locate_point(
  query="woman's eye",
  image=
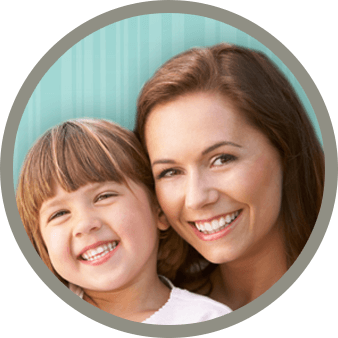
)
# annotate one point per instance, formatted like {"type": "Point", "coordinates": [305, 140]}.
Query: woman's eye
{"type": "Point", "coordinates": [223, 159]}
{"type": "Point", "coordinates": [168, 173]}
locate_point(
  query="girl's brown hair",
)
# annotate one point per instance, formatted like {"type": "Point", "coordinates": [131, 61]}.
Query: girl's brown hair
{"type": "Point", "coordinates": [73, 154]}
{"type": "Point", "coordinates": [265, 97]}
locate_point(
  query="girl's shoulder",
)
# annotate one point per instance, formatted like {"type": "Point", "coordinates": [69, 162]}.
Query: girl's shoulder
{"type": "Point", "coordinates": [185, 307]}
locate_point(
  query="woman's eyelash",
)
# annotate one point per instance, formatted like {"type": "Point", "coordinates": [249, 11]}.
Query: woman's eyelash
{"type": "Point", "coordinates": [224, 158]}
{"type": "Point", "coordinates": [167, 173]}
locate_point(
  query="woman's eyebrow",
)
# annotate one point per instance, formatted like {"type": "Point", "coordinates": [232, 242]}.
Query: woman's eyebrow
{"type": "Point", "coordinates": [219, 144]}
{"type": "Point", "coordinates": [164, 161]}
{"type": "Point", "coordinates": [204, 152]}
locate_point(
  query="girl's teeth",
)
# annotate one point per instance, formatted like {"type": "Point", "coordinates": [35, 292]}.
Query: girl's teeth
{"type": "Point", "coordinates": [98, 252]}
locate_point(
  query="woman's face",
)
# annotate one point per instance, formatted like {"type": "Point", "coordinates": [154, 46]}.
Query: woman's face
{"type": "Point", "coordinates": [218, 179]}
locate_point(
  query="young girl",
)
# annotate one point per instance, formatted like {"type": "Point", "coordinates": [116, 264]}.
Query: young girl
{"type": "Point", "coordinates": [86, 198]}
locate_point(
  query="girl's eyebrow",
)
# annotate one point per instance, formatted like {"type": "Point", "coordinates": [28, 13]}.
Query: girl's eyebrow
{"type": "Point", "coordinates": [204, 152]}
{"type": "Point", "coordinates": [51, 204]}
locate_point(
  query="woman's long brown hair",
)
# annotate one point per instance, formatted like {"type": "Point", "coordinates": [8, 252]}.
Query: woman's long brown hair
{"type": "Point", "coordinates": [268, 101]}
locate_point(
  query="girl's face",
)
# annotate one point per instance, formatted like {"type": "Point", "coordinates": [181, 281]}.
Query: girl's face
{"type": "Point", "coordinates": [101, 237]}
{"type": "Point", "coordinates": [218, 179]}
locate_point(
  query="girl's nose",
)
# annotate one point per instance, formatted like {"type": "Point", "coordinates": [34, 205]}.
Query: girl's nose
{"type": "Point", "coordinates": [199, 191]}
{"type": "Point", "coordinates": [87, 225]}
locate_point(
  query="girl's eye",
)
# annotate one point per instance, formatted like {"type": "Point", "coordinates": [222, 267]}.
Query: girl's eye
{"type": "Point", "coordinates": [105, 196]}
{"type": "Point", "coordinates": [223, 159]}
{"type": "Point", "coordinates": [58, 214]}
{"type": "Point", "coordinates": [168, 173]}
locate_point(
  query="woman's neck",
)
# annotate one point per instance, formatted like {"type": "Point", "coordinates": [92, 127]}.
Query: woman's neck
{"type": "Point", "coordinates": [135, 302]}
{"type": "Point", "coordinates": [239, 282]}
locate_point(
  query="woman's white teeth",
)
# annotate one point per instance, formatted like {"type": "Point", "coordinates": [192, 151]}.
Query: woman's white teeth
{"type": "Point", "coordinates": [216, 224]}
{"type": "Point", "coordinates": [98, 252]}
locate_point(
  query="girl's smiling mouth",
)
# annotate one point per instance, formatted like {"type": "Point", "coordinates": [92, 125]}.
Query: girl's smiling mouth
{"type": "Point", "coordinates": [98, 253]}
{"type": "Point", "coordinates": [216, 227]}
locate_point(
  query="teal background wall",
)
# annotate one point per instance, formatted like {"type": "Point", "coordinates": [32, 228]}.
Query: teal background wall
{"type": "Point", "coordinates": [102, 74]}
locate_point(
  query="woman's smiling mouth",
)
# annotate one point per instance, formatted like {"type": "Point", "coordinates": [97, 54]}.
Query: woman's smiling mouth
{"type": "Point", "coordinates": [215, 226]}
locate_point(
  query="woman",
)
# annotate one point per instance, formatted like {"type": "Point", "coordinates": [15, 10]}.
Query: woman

══════════════════════════════

Prompt: Line by line, write out the data above exactly, without the pictures.

Answer section:
locate_point(
  query="woman's eye",
  image=
)
# annotate one point per instance, formatted like {"type": "Point", "coordinates": [305, 140]}.
Query: woman's eye
{"type": "Point", "coordinates": [223, 159]}
{"type": "Point", "coordinates": [168, 173]}
locate_point(
  query="girl's brown hair",
)
# annotate one point per instance, formatted like {"type": "Point", "coordinates": [131, 61]}.
Query: girl's brown hair
{"type": "Point", "coordinates": [73, 154]}
{"type": "Point", "coordinates": [265, 97]}
locate_point(
  query="girl's shoulder",
)
# annotate one point per instance, formatted like {"type": "Point", "coordinates": [69, 162]}.
Query: girl's shoulder
{"type": "Point", "coordinates": [185, 307]}
locate_point(
  query="woman's eyelash",
)
# annotate one point per instance, formatted like {"type": "Point", "coordinates": [249, 11]}.
Query: woman's eyelash
{"type": "Point", "coordinates": [224, 158]}
{"type": "Point", "coordinates": [167, 173]}
locate_point(
  query="woman's eyebrow",
)
# annotate one point per instance, formatted like {"type": "Point", "coordinates": [232, 242]}.
Query: woman's eyebrow
{"type": "Point", "coordinates": [219, 144]}
{"type": "Point", "coordinates": [164, 161]}
{"type": "Point", "coordinates": [204, 152]}
locate_point(
  query="girl's teeth",
)
# annotate one point per instance, formatted like {"type": "Point", "coordinates": [35, 292]}.
Query: girl's teeth
{"type": "Point", "coordinates": [98, 252]}
locate_point(
  query="woman's face",
)
# annotate one point per instance, formatted like {"type": "Point", "coordinates": [154, 46]}.
Query: woman's face
{"type": "Point", "coordinates": [218, 179]}
locate_point(
  query="young girl",
)
# annotate one point per instance, formatted like {"type": "Point", "coordinates": [116, 264]}.
Query: young girl
{"type": "Point", "coordinates": [86, 198]}
locate_point(
  query="girl's eyebrow",
)
# annotate one point per instance, formatted like {"type": "Point", "coordinates": [28, 13]}.
Query: girl's eyebrow
{"type": "Point", "coordinates": [204, 152]}
{"type": "Point", "coordinates": [51, 204]}
locate_point(
  query="woman's long brown hair",
)
# annotate one point per instance, formatted like {"type": "Point", "coordinates": [8, 252]}.
Query: woman's long brown hair
{"type": "Point", "coordinates": [268, 101]}
locate_point(
  query="girl's face",
)
# annotate one point per instance, formatted like {"type": "Point", "coordinates": [181, 281]}.
Query: girl's face
{"type": "Point", "coordinates": [101, 237]}
{"type": "Point", "coordinates": [218, 179]}
locate_point(
  query="girl's nose",
)
# annotate one point per instance, formatted like {"type": "Point", "coordinates": [34, 205]}.
Query: girl's nose
{"type": "Point", "coordinates": [199, 191]}
{"type": "Point", "coordinates": [87, 225]}
locate_point(
  query="girl's eye",
)
# annotate one point per instance, formatted like {"type": "Point", "coordinates": [222, 267]}.
Query: girl's eye
{"type": "Point", "coordinates": [105, 196]}
{"type": "Point", "coordinates": [223, 159]}
{"type": "Point", "coordinates": [58, 214]}
{"type": "Point", "coordinates": [168, 173]}
locate_point(
  query="woman's neck",
)
# annotate one point per instance, formatted like {"type": "Point", "coordinates": [92, 127]}.
Query: woman's neck
{"type": "Point", "coordinates": [135, 302]}
{"type": "Point", "coordinates": [239, 282]}
locate_point(
  query="woman's white teeth",
)
# annotate one point per instance, formatted like {"type": "Point", "coordinates": [192, 151]}.
Query: woman's white teeth
{"type": "Point", "coordinates": [216, 224]}
{"type": "Point", "coordinates": [98, 252]}
locate_point(
  query="girl's smiling mouth",
)
# annotate one point per instance, formatted like {"type": "Point", "coordinates": [92, 125]}.
Query: girl's smiling mouth
{"type": "Point", "coordinates": [98, 253]}
{"type": "Point", "coordinates": [216, 227]}
locate_point(
  query="teal background wall",
)
# annotate one point per instance, formatted like {"type": "Point", "coordinates": [32, 228]}.
Query: teal background wall
{"type": "Point", "coordinates": [102, 74]}
locate_point(
  query="woman's smiling mouth",
)
# annotate one point per instance, formatted like {"type": "Point", "coordinates": [97, 54]}.
Query: woman's smiling mouth
{"type": "Point", "coordinates": [215, 226]}
locate_point(
  query="woman",
)
# annotate one point per instance, formatted like {"type": "Point", "coordinates": [15, 10]}.
Query: woman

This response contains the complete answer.